Data items:
-- Start --

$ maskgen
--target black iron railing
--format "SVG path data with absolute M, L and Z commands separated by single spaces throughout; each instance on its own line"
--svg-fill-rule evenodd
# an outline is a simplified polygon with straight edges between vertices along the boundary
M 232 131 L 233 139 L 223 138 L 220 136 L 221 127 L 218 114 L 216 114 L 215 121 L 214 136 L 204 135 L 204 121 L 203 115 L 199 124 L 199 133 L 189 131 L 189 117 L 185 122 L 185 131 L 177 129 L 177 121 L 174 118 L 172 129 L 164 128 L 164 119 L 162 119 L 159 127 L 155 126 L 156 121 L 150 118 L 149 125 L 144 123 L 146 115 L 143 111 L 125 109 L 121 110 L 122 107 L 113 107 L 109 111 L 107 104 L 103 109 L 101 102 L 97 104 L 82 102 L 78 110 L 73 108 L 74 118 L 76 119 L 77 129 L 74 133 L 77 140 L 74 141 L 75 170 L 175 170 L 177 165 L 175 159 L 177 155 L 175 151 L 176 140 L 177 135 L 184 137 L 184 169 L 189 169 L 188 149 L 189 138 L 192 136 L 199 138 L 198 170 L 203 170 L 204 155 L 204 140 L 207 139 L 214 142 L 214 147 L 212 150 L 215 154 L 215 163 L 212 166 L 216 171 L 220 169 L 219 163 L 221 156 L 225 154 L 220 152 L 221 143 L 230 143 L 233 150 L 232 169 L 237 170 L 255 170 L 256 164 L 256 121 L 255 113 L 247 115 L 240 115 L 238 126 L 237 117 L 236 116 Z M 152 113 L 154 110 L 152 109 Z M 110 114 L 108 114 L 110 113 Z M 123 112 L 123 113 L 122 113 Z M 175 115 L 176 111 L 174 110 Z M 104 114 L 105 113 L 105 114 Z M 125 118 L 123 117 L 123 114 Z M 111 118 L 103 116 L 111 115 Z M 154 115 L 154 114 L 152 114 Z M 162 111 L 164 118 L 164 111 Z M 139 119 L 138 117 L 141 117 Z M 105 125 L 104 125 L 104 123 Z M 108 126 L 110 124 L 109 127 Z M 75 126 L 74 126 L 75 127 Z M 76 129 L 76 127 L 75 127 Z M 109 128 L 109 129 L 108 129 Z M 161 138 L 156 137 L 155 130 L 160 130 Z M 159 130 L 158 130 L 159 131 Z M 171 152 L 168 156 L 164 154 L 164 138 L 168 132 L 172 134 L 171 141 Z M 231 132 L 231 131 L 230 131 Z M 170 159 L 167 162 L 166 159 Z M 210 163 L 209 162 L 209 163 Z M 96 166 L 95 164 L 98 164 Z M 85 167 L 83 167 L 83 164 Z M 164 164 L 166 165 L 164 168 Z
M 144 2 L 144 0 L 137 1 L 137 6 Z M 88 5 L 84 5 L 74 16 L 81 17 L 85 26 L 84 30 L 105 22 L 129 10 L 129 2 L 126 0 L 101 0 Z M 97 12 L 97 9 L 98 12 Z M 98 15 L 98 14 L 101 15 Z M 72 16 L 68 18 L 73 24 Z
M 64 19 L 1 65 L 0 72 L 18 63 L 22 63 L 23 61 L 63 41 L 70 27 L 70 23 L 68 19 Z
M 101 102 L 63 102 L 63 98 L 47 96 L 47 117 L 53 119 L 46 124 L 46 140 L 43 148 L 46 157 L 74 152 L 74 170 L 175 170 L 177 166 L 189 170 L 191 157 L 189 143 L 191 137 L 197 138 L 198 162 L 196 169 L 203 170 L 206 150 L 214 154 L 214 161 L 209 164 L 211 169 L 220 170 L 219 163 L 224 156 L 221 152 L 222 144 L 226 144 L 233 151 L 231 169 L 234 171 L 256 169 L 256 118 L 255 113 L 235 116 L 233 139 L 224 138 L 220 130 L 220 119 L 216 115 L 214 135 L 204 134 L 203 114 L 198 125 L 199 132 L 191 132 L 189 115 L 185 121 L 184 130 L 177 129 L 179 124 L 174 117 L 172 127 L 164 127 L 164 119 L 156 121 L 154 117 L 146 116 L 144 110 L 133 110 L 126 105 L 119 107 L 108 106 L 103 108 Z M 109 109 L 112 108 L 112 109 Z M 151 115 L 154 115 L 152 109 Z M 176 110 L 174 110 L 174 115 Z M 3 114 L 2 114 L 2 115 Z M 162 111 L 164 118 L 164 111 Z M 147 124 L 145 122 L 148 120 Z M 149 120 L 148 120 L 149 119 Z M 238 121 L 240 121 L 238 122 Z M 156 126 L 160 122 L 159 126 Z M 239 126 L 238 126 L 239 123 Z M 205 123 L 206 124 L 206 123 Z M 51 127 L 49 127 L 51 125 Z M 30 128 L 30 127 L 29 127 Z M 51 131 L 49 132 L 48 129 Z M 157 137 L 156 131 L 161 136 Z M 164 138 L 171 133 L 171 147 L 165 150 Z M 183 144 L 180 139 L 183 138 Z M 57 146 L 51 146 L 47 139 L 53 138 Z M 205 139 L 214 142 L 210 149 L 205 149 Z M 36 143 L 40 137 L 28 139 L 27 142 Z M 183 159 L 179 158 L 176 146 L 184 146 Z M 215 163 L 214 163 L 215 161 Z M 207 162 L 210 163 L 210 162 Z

-- End --

#### What you will do:
Reproduce each of the rows above verbatim, keeping every line unchanged.

#### Response:
$ maskgen
--target black iron railing
--format "SVG path data with absolute M, L and Z commands separated by single spaces throughout; each instance on its own line"
--svg-fill-rule evenodd
# an outline is a simplified polygon with straight edges between vertices along the boundary
M 232 131 L 233 139 L 223 138 L 220 136 L 221 127 L 218 114 L 216 114 L 215 121 L 214 136 L 204 135 L 204 121 L 203 115 L 199 124 L 199 133 L 189 131 L 189 117 L 185 122 L 185 131 L 177 129 L 177 121 L 174 118 L 172 129 L 164 128 L 164 119 L 162 119 L 159 127 L 155 126 L 156 121 L 150 118 L 149 125 L 144 123 L 146 115 L 143 111 L 125 109 L 121 110 L 122 107 L 113 107 L 109 111 L 107 104 L 103 109 L 101 102 L 97 104 L 82 102 L 78 110 L 73 108 L 74 118 L 76 119 L 77 129 L 74 133 L 77 140 L 74 141 L 75 170 L 175 170 L 177 165 L 175 159 L 177 155 L 175 151 L 176 140 L 177 135 L 184 137 L 184 169 L 189 169 L 188 149 L 189 138 L 192 136 L 199 138 L 198 170 L 203 170 L 204 155 L 204 140 L 207 139 L 214 142 L 214 147 L 212 150 L 215 154 L 215 163 L 212 166 L 216 171 L 220 169 L 219 163 L 221 156 L 225 154 L 220 152 L 221 143 L 230 143 L 233 150 L 232 169 L 237 170 L 255 170 L 256 164 L 256 121 L 255 113 L 247 115 L 240 115 L 238 126 L 237 117 L 236 116 Z M 152 113 L 154 110 L 152 109 Z M 110 114 L 108 114 L 110 113 Z M 123 112 L 123 113 L 122 113 Z M 175 115 L 176 111 L 174 110 Z M 104 114 L 105 113 L 105 114 Z M 125 118 L 123 117 L 123 114 Z M 111 118 L 103 116 L 111 115 Z M 154 115 L 154 114 L 152 114 Z M 162 111 L 164 118 L 164 111 Z M 139 119 L 138 117 L 141 117 Z M 105 125 L 104 125 L 104 123 Z M 108 126 L 110 124 L 109 127 Z M 75 126 L 74 126 L 75 127 Z M 76 129 L 76 127 L 75 127 Z M 109 128 L 109 129 L 108 129 Z M 161 138 L 156 137 L 155 130 L 160 130 Z M 159 130 L 158 130 L 159 131 Z M 171 152 L 168 156 L 164 154 L 164 138 L 168 132 L 172 134 L 171 141 Z M 231 132 L 231 131 L 230 131 Z M 170 159 L 167 162 L 166 159 Z M 210 163 L 209 162 L 209 163 Z M 96 166 L 95 164 L 98 164 Z M 85 167 L 83 167 L 83 164 Z M 164 164 L 166 165 L 164 168 Z
M 144 2 L 144 0 L 137 1 L 137 6 Z M 88 5 L 84 5 L 74 16 L 81 17 L 85 26 L 84 30 L 105 22 L 129 10 L 129 2 L 126 0 L 101 0 Z M 97 12 L 97 9 L 98 12 Z M 98 15 L 98 14 L 101 15 Z M 72 16 L 68 18 L 73 24 Z
M 64 19 L 1 65 L 0 72 L 18 63 L 22 63 L 23 61 L 63 41 L 70 27 L 70 23 L 68 19 Z
M 101 102 L 63 102 L 63 98 L 47 96 L 47 117 L 53 119 L 46 124 L 46 140 L 43 148 L 46 157 L 74 152 L 74 170 L 175 170 L 177 166 L 189 170 L 191 157 L 189 143 L 191 137 L 197 138 L 198 162 L 196 169 L 203 170 L 206 150 L 214 154 L 214 161 L 209 164 L 211 169 L 220 170 L 219 163 L 224 156 L 221 152 L 222 144 L 226 144 L 233 151 L 231 169 L 234 171 L 256 169 L 256 118 L 255 113 L 235 116 L 233 139 L 224 138 L 220 130 L 220 119 L 216 115 L 214 135 L 204 134 L 203 114 L 198 125 L 199 132 L 191 132 L 189 115 L 185 121 L 184 130 L 177 129 L 179 124 L 174 117 L 172 127 L 164 127 L 164 119 L 156 121 L 154 117 L 146 116 L 144 110 L 133 110 L 126 105 L 119 107 L 108 106 L 103 108 Z M 109 109 L 112 108 L 112 109 Z M 151 115 L 154 115 L 152 109 Z M 176 110 L 174 110 L 174 115 Z M 3 114 L 2 114 L 2 115 Z M 162 111 L 164 118 L 164 111 Z M 147 124 L 145 122 L 148 120 Z M 149 120 L 148 120 L 149 119 Z M 238 121 L 240 121 L 238 122 Z M 156 126 L 160 122 L 159 126 Z M 239 126 L 238 126 L 239 123 Z M 205 123 L 206 124 L 206 123 Z M 51 127 L 49 127 L 51 125 Z M 30 128 L 30 127 L 29 127 Z M 51 131 L 49 132 L 48 129 Z M 157 137 L 156 131 L 161 136 Z M 164 138 L 171 133 L 171 147 L 165 150 Z M 183 144 L 180 139 L 183 138 Z M 57 146 L 51 146 L 47 139 L 53 138 Z M 205 139 L 214 142 L 210 149 L 205 149 Z M 36 143 L 40 137 L 28 139 L 27 142 Z M 183 159 L 179 158 L 176 146 L 184 146 Z M 215 163 L 214 163 L 215 161 Z M 207 162 L 210 163 L 210 162 Z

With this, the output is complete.